Task
Can you write out every line of the records below as a JSON list of strings, one string per line, with blank lines dropped and the pictures left out?

* BEGIN Data to process *

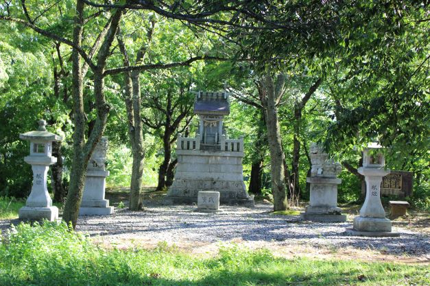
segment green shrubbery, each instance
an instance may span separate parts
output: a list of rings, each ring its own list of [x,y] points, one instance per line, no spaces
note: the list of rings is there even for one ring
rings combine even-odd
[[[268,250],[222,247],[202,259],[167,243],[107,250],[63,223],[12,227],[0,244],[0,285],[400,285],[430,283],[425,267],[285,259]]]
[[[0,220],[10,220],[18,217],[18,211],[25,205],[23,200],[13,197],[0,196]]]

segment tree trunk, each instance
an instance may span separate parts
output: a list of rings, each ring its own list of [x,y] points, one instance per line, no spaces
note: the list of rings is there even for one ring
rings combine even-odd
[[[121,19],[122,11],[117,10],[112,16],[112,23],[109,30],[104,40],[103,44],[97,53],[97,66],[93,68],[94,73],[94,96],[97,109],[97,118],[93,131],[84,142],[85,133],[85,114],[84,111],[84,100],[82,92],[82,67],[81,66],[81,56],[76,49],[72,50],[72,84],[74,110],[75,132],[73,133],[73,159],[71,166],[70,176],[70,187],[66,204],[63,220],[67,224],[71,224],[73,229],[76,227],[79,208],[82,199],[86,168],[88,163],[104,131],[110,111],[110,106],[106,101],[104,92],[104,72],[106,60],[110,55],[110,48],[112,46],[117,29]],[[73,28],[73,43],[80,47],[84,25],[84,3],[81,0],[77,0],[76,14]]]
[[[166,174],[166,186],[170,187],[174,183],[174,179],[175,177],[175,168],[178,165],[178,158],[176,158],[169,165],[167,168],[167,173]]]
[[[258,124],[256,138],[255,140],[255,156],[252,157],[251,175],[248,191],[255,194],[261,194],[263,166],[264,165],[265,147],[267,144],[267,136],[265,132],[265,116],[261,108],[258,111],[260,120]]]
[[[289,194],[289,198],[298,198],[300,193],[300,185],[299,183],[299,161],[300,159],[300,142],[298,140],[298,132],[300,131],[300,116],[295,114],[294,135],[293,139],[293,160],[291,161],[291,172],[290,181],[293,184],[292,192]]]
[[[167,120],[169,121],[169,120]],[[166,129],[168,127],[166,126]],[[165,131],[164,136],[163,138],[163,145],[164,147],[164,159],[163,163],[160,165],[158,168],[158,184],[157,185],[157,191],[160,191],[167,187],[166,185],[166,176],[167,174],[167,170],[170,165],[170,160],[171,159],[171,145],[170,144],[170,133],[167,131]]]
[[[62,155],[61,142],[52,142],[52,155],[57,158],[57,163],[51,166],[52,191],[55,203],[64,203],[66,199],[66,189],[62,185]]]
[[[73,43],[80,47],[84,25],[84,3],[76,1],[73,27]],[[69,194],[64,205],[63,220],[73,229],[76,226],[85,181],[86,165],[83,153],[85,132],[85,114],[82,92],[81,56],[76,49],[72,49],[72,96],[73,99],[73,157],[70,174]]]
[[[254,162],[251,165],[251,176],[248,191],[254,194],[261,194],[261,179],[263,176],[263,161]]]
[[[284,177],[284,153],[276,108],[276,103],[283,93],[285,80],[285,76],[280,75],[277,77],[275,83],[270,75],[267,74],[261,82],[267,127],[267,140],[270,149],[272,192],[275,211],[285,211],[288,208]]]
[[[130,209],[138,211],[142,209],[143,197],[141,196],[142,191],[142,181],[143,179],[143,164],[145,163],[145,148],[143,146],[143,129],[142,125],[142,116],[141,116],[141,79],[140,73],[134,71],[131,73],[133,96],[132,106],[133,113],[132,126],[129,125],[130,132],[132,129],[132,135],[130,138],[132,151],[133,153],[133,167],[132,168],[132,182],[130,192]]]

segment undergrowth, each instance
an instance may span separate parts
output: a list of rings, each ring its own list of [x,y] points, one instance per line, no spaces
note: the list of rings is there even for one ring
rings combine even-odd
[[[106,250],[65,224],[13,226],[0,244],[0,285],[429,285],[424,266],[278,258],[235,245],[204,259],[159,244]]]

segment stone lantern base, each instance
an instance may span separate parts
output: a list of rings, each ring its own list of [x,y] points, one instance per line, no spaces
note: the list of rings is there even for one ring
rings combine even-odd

* END Data to process *

Task result
[
  "segment green shrubbery, each instance",
  "an instance may span separate parts",
  "output: a list of rings, each ring its own list of [x,y] points, one instance per line, no spaces",
  "note: the list of rings is there even for one ring",
  "rings combine even-odd",
  "[[[268,250],[222,247],[202,259],[167,243],[107,250],[63,223],[12,227],[0,244],[0,285],[400,285],[430,283],[425,267],[285,259]]]",
  "[[[0,220],[10,220],[18,217],[18,211],[25,205],[23,200],[13,197],[0,196]]]",
  "segment tree trunk, each instance",
  "an instance may span separate parts",
  "output: a list of rings, each ring its own list of [x,y] points, one instance per line, no spaces",
  "note: the list of rings is there even for one ring",
  "rings combine even-odd",
  "[[[121,19],[122,11],[117,10],[112,16],[112,23],[109,30],[104,40],[103,44],[97,53],[97,66],[93,68],[94,73],[94,96],[97,109],[97,118],[93,131],[84,142],[85,133],[85,114],[84,111],[84,100],[82,92],[82,67],[81,66],[81,56],[76,49],[72,50],[72,84],[74,110],[75,132],[73,133],[73,159],[71,166],[70,176],[70,187],[66,204],[63,220],[67,224],[71,224],[73,229],[76,227],[79,208],[82,199],[86,168],[88,163],[104,131],[110,111],[110,106],[106,101],[104,92],[104,72],[106,60],[110,55],[110,48],[112,46],[117,29]],[[73,28],[73,43],[80,47],[84,25],[84,3],[81,0],[77,0],[76,14]]]",
  "[[[166,174],[166,186],[170,187],[174,183],[174,179],[175,177],[175,168],[178,165],[178,158],[176,158],[169,165],[167,168],[167,173]]]",
  "[[[258,124],[256,138],[255,140],[255,156],[252,157],[251,175],[248,191],[255,194],[261,194],[263,166],[264,165],[265,147],[267,144],[267,136],[265,132],[265,116],[261,108],[258,111],[260,120]]]",
  "[[[289,194],[289,198],[298,198],[300,193],[300,185],[299,183],[299,161],[300,159],[300,142],[298,140],[298,132],[300,131],[300,116],[295,114],[294,135],[293,139],[293,160],[291,161],[291,172],[290,181],[293,184],[292,192]]]",
  "[[[167,120],[169,121],[169,120]],[[166,129],[168,127],[166,126]],[[165,131],[164,136],[163,138],[163,145],[164,147],[164,159],[163,163],[160,165],[158,168],[158,184],[157,185],[157,191],[160,191],[167,187],[166,185],[166,176],[167,174],[167,170],[170,165],[170,160],[171,159],[171,145],[170,144],[170,133],[167,131]]]",
  "[[[62,155],[61,142],[52,142],[52,155],[57,158],[57,163],[51,166],[52,191],[55,203],[64,203],[66,199],[66,189],[62,185]]]",
  "[[[73,43],[80,47],[84,25],[84,3],[76,1],[73,27]],[[69,194],[64,205],[63,220],[73,229],[76,226],[85,181],[86,165],[83,153],[85,132],[85,114],[82,92],[81,56],[76,49],[72,49],[72,96],[73,99],[73,157],[70,174]]]",
  "[[[254,162],[251,165],[251,176],[248,191],[254,194],[261,194],[261,179],[263,176],[263,161]]]",
  "[[[284,177],[284,153],[276,108],[276,103],[283,93],[285,80],[285,76],[280,75],[277,77],[275,83],[270,75],[267,74],[261,82],[267,127],[267,140],[270,149],[272,192],[275,211],[285,211],[288,208]]]",
  "[[[130,209],[138,211],[142,209],[143,197],[141,196],[142,191],[142,181],[143,179],[143,164],[145,163],[145,148],[143,146],[143,129],[142,125],[142,116],[141,116],[141,79],[140,73],[134,71],[131,73],[133,96],[132,106],[133,113],[132,126],[129,125],[130,132],[132,129],[132,135],[130,138],[132,151],[133,153],[133,167],[132,168],[132,182],[130,192]]]",
  "segment undergrowth, each instance",
  "an instance may span separate parts",
  "output: a list of rings, each ring its own list of [x,y] points, one instance per line, no spaces",
  "note: the list of rings is there even for one ring",
  "rings combine even-odd",
  "[[[106,250],[65,224],[13,226],[0,244],[0,285],[429,285],[424,266],[278,258],[235,245],[204,259],[159,244]]]",
  "segment stone lantern base, each instance",
  "an instance may span separate parts",
  "output: a list of rings, each ring its own list of [x,y] points, one instance per line, no spaces",
  "note: the list of rings is there even for one ring",
  "rings combine even-odd"
]